--- Page extract Enclosed Below ---
The trial court’s jurisdiction over Perez commenced on the date he was served with the summons and complaint, along with the section 998 offer. A section 998 that is served simultaneously with the summons and complaint in personal injury cases is timely. (Ward v Superior Court (1973) 35 Cal.App.3d 67)

Perez further contended that the offer to compromise was premature, and thus unreasonable. Perez argued he had no basis to determine if the offer was reasonable at a time when he had just been served, and had not conducted any discovery. The Justices observed that whether a section 998 offer was reasonable and made in good faith is a matter left to the sound discretion of the trial court, and will not be reversed on appeal except for a clear abuse of discretion. (Nelson v Anderson (1999) 72 Cal.App. 4th 111)

One factor to be considered by the trial court as to the reasonableness of a section 998 offer is the amount offered as compared to the judgment ultimately recovered. Where the offeror obtains a judgment more favorable than its offer, the judgment constitutes prima facie evidence showing the offer was reasonable. (Elrod v Oregon Cummins Diesel, Inc. (1987) 195 Cal.App.3d 692)

In Elrod, the appellate court upheld the trial court’s determination that a defendant’s low-ball settlement offer to a plaintiff was not reasonable, where the defendant possessed crucial information limiting its exposure that was unknown to the plaintiff. Here, Barba was not playing hide the ball. The parties had a close familial relationship and there was free flow of information between them. Barba’s lawyer wrote a letter before the suit was filed, informing defendant’s agent that his medical bills were about $70,000, and requested they be paid.

The purpose of section 998 is to encourage pretrial settlements and avoid needless litigation. (T.M. Cobb Co. v Superior Court (1984) 36 Cal. 3d 273) Even assuming a situation where a defendant has no information about the plaintiff’s damages when served with an early section 998 offer, defense counsel may request that plaintiff provide informal discovery on the damage issue and /or allow an extension of time to respond to the demand. If plaintiff’s counsel refused to accord the defendant these courtesies and unyieldingly insisted that defendant respond without information, such conduct could then be presented to the trial court when it considered whether to award special fees and costs. Undoubtedly such obstinacy would be viewed as potent evidence that plaintiff’s offer was neither reasonable nor made in good faith.

While the Legislature purposely set a deadline beyond which the offer may not be served, it did not impose any minimum period that must elapse following commencement of suit for service of a valid section 998 offer. Accordingly, the concurring Justices in the majority refused to impose a judicial “waiting period” for serving an offer to compromise. The judgment is affirmed and plaintiff is awarded his costs on appeal.

In dissent, Justice Sims stated, “I do not think the defendant in this case was given a reasonable opportunity to evaluate plaintiff’s 998 offer, which was served with the summons and complaint. I think a defendant should be entitled to complete minimal discovery before being expected to evaluate and respond to a 998 offer. In the present case, for example, I should think that a defendant should be entitled, at a minimum, to take the plaintiff’s deposition and use formal discovery procedures to discover his medical specials from medical providers.”

He continued, “I do not think a defendant should be obligated to evaluate a $99,000 offer based on damages information supplied informally (not under oath) by a plaintiff or his attorney. Although plaintiffs’ attorneys are officers of the court, on rare occasions such attorneys have been known to inflate their client’s damages in demand letters written prior to discovery.”

The dissent concludes that the defendant did not have a reasonable opportunity to learn the facts and circumstance of plaintiff’s claim, and following Elrod, the 998 was invalid.
--- End of Enclosed Page extract ---
--- Recorded data Enclosed Below ---
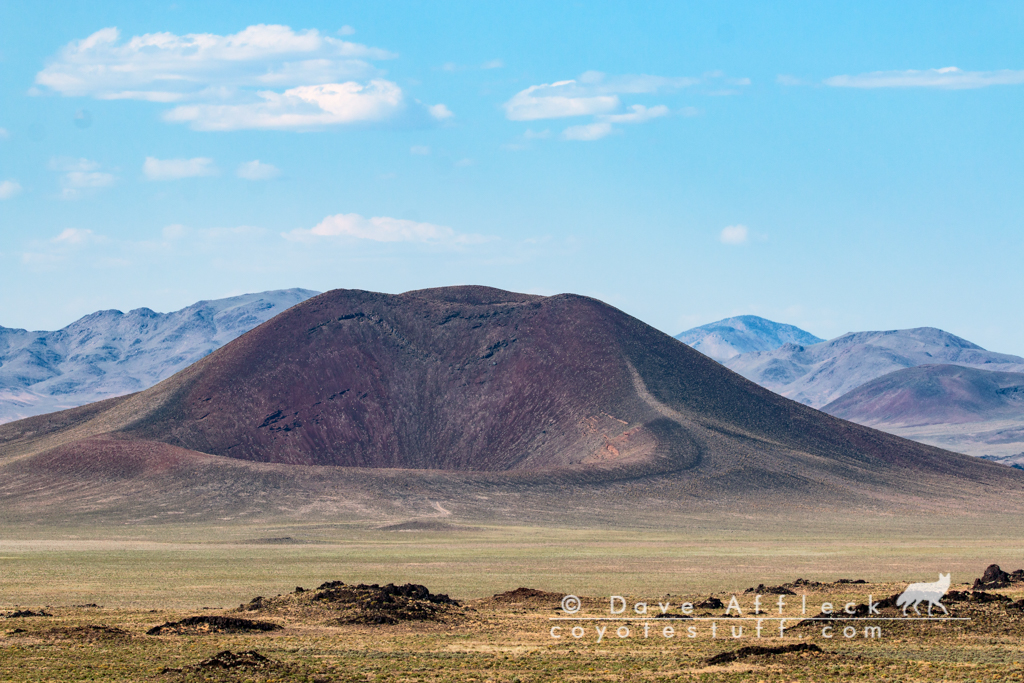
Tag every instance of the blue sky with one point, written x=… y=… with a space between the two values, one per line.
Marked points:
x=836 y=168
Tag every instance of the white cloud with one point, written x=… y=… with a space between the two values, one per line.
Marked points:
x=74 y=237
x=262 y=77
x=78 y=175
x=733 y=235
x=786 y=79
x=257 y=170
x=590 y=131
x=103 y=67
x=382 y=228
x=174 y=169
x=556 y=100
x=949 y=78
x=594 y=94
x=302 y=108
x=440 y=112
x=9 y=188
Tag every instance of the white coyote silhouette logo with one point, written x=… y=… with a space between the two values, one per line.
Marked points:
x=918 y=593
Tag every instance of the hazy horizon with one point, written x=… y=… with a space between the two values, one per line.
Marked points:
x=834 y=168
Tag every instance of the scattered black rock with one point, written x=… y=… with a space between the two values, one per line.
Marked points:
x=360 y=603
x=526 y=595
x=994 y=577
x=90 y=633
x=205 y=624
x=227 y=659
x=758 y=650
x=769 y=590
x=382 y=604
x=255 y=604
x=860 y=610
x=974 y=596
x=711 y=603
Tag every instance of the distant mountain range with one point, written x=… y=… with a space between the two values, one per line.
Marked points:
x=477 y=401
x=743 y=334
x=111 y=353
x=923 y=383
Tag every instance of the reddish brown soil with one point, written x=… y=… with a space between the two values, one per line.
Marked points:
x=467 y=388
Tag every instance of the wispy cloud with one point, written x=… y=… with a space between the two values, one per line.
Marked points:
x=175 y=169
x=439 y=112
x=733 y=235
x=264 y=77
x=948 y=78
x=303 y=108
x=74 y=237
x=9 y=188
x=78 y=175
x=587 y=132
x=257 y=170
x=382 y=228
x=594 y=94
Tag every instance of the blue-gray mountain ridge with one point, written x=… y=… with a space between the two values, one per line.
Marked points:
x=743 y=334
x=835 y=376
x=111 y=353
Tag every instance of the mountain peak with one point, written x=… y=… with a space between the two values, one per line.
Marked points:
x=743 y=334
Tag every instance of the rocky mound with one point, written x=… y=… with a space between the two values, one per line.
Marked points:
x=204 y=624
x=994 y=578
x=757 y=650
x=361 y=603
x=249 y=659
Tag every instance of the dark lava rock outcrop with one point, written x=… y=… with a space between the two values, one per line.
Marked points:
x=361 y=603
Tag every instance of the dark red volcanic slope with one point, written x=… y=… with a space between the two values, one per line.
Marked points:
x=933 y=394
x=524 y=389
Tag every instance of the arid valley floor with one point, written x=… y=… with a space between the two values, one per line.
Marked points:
--- End of Enclosed Recorded data ---
- What you need to do -
From the page extract on the section 998 offer, reproduce the stretch from "The dissent concludes" through "998 was invalid.".

- Reply to the exercise -
The dissent concludes that the defendant did not have a reasonable opportunity to learn the facts and circumstance of plaintiff’s claim, and following Elrod, the 998 was invalid.